Given records
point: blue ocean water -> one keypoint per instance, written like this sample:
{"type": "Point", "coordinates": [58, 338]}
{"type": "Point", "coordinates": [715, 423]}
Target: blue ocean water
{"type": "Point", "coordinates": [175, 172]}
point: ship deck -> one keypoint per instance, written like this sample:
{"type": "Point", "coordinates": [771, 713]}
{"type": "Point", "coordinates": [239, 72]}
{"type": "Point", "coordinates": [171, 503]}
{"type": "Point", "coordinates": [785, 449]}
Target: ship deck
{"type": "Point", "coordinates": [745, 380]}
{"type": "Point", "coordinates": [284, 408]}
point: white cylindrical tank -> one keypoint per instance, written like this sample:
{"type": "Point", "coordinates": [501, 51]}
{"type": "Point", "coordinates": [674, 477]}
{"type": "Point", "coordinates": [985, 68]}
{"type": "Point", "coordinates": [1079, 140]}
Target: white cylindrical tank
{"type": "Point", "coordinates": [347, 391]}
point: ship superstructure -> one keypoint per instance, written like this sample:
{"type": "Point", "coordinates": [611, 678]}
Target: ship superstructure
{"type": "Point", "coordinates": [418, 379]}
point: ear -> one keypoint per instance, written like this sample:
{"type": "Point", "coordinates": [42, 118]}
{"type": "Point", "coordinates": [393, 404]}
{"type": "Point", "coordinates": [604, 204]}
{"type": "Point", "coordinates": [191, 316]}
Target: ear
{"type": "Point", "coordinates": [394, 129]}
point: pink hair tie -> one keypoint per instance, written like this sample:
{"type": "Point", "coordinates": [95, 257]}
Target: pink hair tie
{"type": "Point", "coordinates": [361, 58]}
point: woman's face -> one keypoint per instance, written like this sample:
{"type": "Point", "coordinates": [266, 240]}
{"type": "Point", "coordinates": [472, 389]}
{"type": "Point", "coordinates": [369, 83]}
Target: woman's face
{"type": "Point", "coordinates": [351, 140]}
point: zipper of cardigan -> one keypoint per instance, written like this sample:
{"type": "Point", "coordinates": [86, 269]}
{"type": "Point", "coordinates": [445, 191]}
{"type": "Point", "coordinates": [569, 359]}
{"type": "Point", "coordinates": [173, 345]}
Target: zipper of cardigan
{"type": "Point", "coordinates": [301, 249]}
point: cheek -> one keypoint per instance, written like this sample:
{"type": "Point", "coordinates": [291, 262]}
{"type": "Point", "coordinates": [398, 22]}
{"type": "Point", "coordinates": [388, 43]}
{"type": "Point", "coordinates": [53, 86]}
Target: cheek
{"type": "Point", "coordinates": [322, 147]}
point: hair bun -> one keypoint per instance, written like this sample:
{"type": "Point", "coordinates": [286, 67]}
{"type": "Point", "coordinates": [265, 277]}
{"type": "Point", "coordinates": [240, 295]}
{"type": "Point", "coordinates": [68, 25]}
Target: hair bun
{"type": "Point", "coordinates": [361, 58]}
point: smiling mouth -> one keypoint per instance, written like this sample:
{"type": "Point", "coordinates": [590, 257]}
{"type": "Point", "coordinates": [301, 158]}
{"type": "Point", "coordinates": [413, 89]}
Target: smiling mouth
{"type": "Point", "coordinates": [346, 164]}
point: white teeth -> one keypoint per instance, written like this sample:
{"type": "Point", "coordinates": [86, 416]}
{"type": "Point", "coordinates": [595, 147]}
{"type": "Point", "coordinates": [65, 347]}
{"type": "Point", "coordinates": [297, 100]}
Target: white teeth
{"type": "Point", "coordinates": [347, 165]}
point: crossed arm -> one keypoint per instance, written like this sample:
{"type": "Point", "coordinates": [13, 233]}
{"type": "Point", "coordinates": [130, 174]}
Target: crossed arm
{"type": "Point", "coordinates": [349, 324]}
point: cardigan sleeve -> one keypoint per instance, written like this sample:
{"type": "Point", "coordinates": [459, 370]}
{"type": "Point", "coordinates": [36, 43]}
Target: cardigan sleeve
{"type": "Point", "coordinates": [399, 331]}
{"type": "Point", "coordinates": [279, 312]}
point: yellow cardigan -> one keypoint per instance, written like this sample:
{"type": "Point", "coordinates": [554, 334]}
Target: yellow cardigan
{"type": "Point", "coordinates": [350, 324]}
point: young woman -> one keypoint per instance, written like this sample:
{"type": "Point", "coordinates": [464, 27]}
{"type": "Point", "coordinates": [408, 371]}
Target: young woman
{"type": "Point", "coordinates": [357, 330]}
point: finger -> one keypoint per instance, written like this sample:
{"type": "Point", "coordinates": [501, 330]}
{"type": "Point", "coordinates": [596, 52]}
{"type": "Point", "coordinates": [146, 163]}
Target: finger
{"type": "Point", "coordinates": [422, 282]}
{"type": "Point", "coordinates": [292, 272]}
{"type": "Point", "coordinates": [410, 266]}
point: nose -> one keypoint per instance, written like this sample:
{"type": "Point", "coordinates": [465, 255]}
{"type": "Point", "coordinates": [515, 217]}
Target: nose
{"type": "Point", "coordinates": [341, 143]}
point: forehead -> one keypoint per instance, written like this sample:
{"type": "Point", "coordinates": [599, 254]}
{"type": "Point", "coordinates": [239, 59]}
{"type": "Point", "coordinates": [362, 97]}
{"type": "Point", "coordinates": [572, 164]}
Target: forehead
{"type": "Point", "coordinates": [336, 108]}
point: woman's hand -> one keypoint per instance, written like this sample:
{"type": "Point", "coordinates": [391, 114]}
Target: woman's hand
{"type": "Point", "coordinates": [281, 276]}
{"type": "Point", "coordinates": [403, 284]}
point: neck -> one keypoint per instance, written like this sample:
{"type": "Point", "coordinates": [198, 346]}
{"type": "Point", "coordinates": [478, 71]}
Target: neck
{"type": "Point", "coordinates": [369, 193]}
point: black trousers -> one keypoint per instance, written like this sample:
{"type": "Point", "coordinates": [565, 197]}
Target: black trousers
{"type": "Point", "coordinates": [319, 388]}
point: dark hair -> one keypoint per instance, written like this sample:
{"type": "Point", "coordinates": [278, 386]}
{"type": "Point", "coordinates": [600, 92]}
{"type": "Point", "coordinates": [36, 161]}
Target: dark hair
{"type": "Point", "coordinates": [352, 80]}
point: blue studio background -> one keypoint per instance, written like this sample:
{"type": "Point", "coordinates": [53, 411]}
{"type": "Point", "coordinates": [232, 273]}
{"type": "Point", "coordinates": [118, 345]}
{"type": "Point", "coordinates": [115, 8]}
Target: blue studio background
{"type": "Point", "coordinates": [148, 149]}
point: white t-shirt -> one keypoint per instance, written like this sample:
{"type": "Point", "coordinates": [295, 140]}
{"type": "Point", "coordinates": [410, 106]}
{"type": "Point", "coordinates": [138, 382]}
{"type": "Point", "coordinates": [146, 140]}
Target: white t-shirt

What is expected
The full set of records should be duplicated exactly.

Finished answer
point: blue ocean water -> one keypoint per instance, written like this sample:
{"type": "Point", "coordinates": [58, 338]}
{"type": "Point", "coordinates": [715, 423]}
Target: blue ocean water
{"type": "Point", "coordinates": [175, 172]}
point: ship deck -> one keypoint per instance, written like this sample:
{"type": "Point", "coordinates": [771, 713]}
{"type": "Point", "coordinates": [239, 72]}
{"type": "Point", "coordinates": [171, 503]}
{"type": "Point", "coordinates": [785, 449]}
Target: ship deck
{"type": "Point", "coordinates": [745, 380]}
{"type": "Point", "coordinates": [284, 408]}
point: white cylindrical tank -> one keypoint per instance, written like this sample:
{"type": "Point", "coordinates": [501, 51]}
{"type": "Point", "coordinates": [674, 477]}
{"type": "Point", "coordinates": [985, 68]}
{"type": "Point", "coordinates": [1079, 140]}
Target: white cylindrical tank
{"type": "Point", "coordinates": [347, 391]}
point: ship superstructure -> one keypoint per instance, written like this sample:
{"type": "Point", "coordinates": [611, 678]}
Target: ship superstructure
{"type": "Point", "coordinates": [418, 379]}
point: ear -> one keypoint per instance, written like this sample:
{"type": "Point", "coordinates": [42, 118]}
{"type": "Point", "coordinates": [393, 404]}
{"type": "Point", "coordinates": [604, 204]}
{"type": "Point", "coordinates": [191, 316]}
Target: ear
{"type": "Point", "coordinates": [394, 129]}
point: pink hair tie -> one keypoint per instance, written like this sample:
{"type": "Point", "coordinates": [95, 257]}
Target: pink hair tie
{"type": "Point", "coordinates": [361, 58]}
point: woman's face -> one keypoint per instance, written like this sample:
{"type": "Point", "coordinates": [266, 240]}
{"type": "Point", "coordinates": [472, 389]}
{"type": "Point", "coordinates": [369, 83]}
Target: woman's face
{"type": "Point", "coordinates": [351, 140]}
point: zipper of cardigan -> one keypoint per instance, written like this sample:
{"type": "Point", "coordinates": [86, 269]}
{"type": "Point", "coordinates": [445, 191]}
{"type": "Point", "coordinates": [569, 359]}
{"type": "Point", "coordinates": [173, 345]}
Target: zipper of cardigan
{"type": "Point", "coordinates": [301, 249]}
point: cheek -> one keypoint per instance, written like this sample:
{"type": "Point", "coordinates": [291, 262]}
{"type": "Point", "coordinates": [398, 22]}
{"type": "Point", "coordinates": [388, 43]}
{"type": "Point", "coordinates": [53, 86]}
Target: cheek
{"type": "Point", "coordinates": [322, 147]}
point: hair bun -> one keypoint per instance, written like this sample:
{"type": "Point", "coordinates": [286, 67]}
{"type": "Point", "coordinates": [265, 277]}
{"type": "Point", "coordinates": [240, 295]}
{"type": "Point", "coordinates": [68, 25]}
Target: hair bun
{"type": "Point", "coordinates": [361, 58]}
point: smiling mouth -> one keypoint per instance, written like this sample:
{"type": "Point", "coordinates": [590, 257]}
{"type": "Point", "coordinates": [301, 158]}
{"type": "Point", "coordinates": [413, 89]}
Target: smiling mouth
{"type": "Point", "coordinates": [346, 164]}
point: white teeth -> one keypoint per instance, written like this sample:
{"type": "Point", "coordinates": [86, 416]}
{"type": "Point", "coordinates": [595, 147]}
{"type": "Point", "coordinates": [65, 347]}
{"type": "Point", "coordinates": [297, 100]}
Target: white teeth
{"type": "Point", "coordinates": [347, 165]}
point: crossed arm -> one keypoint per instance, written like this sample:
{"type": "Point", "coordinates": [13, 233]}
{"type": "Point", "coordinates": [130, 174]}
Target: crossed arm
{"type": "Point", "coordinates": [349, 324]}
point: cardigan sleeve -> one keypoint per instance, written like this sample:
{"type": "Point", "coordinates": [459, 370]}
{"type": "Point", "coordinates": [36, 43]}
Target: cardigan sleeve
{"type": "Point", "coordinates": [399, 331]}
{"type": "Point", "coordinates": [279, 312]}
point: yellow cardigan -> one keypoint per instance, written like this sample:
{"type": "Point", "coordinates": [554, 334]}
Target: yellow cardigan
{"type": "Point", "coordinates": [350, 324]}
point: young woman -> one keypoint per instance, written like this sample:
{"type": "Point", "coordinates": [464, 27]}
{"type": "Point", "coordinates": [408, 371]}
Target: young woman
{"type": "Point", "coordinates": [357, 330]}
point: finger -> one keypoint per instance, written like this sample:
{"type": "Point", "coordinates": [501, 330]}
{"type": "Point", "coordinates": [596, 52]}
{"type": "Point", "coordinates": [146, 163]}
Target: finger
{"type": "Point", "coordinates": [422, 282]}
{"type": "Point", "coordinates": [292, 272]}
{"type": "Point", "coordinates": [410, 266]}
point: nose -> one keypoint per instance, written like this sample:
{"type": "Point", "coordinates": [465, 255]}
{"type": "Point", "coordinates": [515, 217]}
Target: nose
{"type": "Point", "coordinates": [341, 143]}
point: forehead -> one keypoint per instance, written like this sample:
{"type": "Point", "coordinates": [599, 254]}
{"type": "Point", "coordinates": [239, 59]}
{"type": "Point", "coordinates": [362, 97]}
{"type": "Point", "coordinates": [572, 164]}
Target: forehead
{"type": "Point", "coordinates": [336, 108]}
point: woman's hand -> one keypoint per instance, written like this sample:
{"type": "Point", "coordinates": [391, 114]}
Target: woman's hand
{"type": "Point", "coordinates": [281, 276]}
{"type": "Point", "coordinates": [403, 284]}
point: neck -> one keypoint per instance, written like this sample:
{"type": "Point", "coordinates": [198, 346]}
{"type": "Point", "coordinates": [478, 71]}
Target: neck
{"type": "Point", "coordinates": [369, 193]}
point: black trousers -> one keypoint per instance, written like this sample:
{"type": "Point", "coordinates": [565, 197]}
Target: black trousers
{"type": "Point", "coordinates": [319, 388]}
point: dark hair -> one keypoint per instance, written like this sample:
{"type": "Point", "coordinates": [278, 386]}
{"type": "Point", "coordinates": [600, 92]}
{"type": "Point", "coordinates": [36, 161]}
Target: dark hair
{"type": "Point", "coordinates": [352, 80]}
point: blue studio background -> one keypoint per instance, written like this sample:
{"type": "Point", "coordinates": [53, 411]}
{"type": "Point", "coordinates": [232, 273]}
{"type": "Point", "coordinates": [118, 345]}
{"type": "Point", "coordinates": [115, 8]}
Target: blue studio background
{"type": "Point", "coordinates": [148, 149]}
point: white t-shirt -> one keypoint per instance, written like this sample:
{"type": "Point", "coordinates": [295, 140]}
{"type": "Point", "coordinates": [410, 106]}
{"type": "Point", "coordinates": [138, 382]}
{"type": "Point", "coordinates": [146, 140]}
Target: white t-shirt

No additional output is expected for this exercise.